### Cosa fare
Puoi stampare senza alcuna modifica il brano dell'articolo sulle nomination mancate agli Oscar che comincia con "Scena dal film" e finisce con "con i pastelli."?

### Testo citato
Gli Oscar che vorremmo, ovvero 12 nomination mancate

Di Eleonora Groppelli e Silvia Strambi

Anche quest'anno gli Academy hanno stilato le loro liste e cavato, dall'ammasso dei ben 276 film papabili per gli Oscar, le loro cinquine. In testa con 12 nomination il film Netflix Il potere del cane (Jane Campion), seguito con 10 dal fantascientifico Dune (Denis Villeneuve) e con 7 da Belfast (Kenneth Branagh) e dal musical West Side Story (Steven Spielberg) a parimerito. 
Ma in un anno in cui la macchina del cinema si è lentamente ripresa, dopo il momento critico affrontato nel 2020, le uscite sono state tante e tali che, nonostante l'ampia selezione effettuata (che tra l'altro si è aperta anche al nostro paese, con la candidatura a miglior film straniero per È stata la mano di Dio), alcuni contendenti sono comunque rimasti fuori dal gioco. Vi lasciamo, allora, alcune delle candidature secondo noi ingiustamente omesse in questa edizione degli Academy Awards. 

MIGLIOR FILM INTERNAZIONALE-Petite Maman (Celine Sciamma)

Scena dal film Petite Maman (2021)

Dopo il capolavoro Ritratto di una giovane in fiamme (2019) Celine Sciamma ritorna nelle sale con Petite Maman, la storia di Nelly, una bambina che un giorno, dopo la recente scomparsa della nonna, incontra una coetanea dalle sembianze familiari, con cui inizia a giocare tutti i giorni. 
Sciamma costruisce un racconto d’infanzia che intrecciando il fantastico con il reale, giocando con il tempo, tratta il tema della perdita e del suo superamento. Ritrae con estrema tenerezza il rapporto di una mamma con la sua bambina, il tutto immerso in un’atmosfera autunnale intrisa di colori caldi. I personaggi si muovono con delicatezza e sembrano essere disegnati con i pastelli. 
Uno degli elementi più convincenti della pellicola è la spontaneità rappresentata dalla piccola Nelly: quest’ultima è infatti capace di dimostrare la grande sensibilità di cui i bambini sono dotati e attraverso cui sono in grado di capire i genitori. 

MIGLIOR ATTORE PROTAGONISTA-Adam Driver (Annette)

Adam Driver in Annette (2021)

### Dati estratti
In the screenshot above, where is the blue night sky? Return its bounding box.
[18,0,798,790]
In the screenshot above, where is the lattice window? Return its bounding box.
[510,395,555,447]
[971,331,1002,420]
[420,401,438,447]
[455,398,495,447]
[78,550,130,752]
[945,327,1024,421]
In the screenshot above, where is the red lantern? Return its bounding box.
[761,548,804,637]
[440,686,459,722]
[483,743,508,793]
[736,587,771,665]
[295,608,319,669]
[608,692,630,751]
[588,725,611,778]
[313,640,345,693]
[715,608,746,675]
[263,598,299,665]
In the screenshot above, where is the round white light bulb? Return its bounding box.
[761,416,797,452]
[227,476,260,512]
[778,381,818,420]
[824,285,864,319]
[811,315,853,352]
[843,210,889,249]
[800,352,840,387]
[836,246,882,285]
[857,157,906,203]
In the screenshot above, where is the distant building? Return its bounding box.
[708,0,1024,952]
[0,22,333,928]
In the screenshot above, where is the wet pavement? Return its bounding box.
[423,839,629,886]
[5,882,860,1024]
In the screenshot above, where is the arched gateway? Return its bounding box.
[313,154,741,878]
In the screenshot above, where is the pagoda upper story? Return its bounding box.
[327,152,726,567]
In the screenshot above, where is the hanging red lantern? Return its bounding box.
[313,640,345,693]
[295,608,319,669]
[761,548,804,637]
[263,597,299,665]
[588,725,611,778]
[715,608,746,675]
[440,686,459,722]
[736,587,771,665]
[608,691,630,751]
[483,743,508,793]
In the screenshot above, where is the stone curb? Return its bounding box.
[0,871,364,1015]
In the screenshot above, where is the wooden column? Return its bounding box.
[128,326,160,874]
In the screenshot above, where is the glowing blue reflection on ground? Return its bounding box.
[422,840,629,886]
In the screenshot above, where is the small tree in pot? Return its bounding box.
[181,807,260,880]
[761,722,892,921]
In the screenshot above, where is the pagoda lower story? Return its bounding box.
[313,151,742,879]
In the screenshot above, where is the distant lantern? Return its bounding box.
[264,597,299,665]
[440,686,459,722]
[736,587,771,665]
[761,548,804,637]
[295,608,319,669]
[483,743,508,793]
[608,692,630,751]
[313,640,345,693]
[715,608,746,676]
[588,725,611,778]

### Risposta corretta
Scena dal film Petite Maman (2021)

Dopo il capolavoro Ritratto di una giovane in fiamme (2019) Celine Sciamma ritorna nelle sale con Petite Maman, la storia di Nelly, una bambina che un giorno, dopo la recente scomparsa della nonna, incontra una coetanea dalle sembianze familiari, con cui inizia a giocare tutti i giorni. 
Sciamma costruisce un racconto d’infanzia che intrecciando il fantastico con il reale, giocando con il tempo, tratta il tema della perdita e del suo superamento. Ritrae con estrema tenerezza il rapporto di una mamma con la sua bambina, il tutto immerso in un’atmosfera autunnale intrisa di colori caldi. I personaggi si muovono con delicatezza e sembrano essere disegnati con i pastelli.